# Your assignment
In full and without deviation, write out the entries that follow.

# Stored entries
□ □ □ □
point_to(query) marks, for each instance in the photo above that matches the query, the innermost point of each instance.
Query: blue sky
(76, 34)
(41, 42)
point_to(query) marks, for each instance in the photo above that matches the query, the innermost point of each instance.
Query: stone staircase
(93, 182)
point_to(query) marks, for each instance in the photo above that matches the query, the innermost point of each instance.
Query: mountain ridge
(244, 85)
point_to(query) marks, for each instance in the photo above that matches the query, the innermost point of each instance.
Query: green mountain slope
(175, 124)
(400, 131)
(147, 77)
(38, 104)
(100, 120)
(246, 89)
□ □ □ □
# Result of this exercise
point_to(query) marks, for each instance in the photo above that matches the query, the innermost point of each instance.
Query: blue sky
(76, 34)
(41, 42)
point_to(query) marks, for each instance in the photo above that matches the query, the innermost point of each instance.
Query: stone staircase
(93, 182)
point_to(query) marks, for each instance in the photo above that matches the query, the innermost point of each instance.
Query: mountain ridge
(244, 85)
point_to(query) marks, for each instance in the photo above that matches the query, the innermost point of each instance.
Query: green mountain slope
(175, 124)
(400, 131)
(147, 77)
(38, 104)
(100, 120)
(246, 89)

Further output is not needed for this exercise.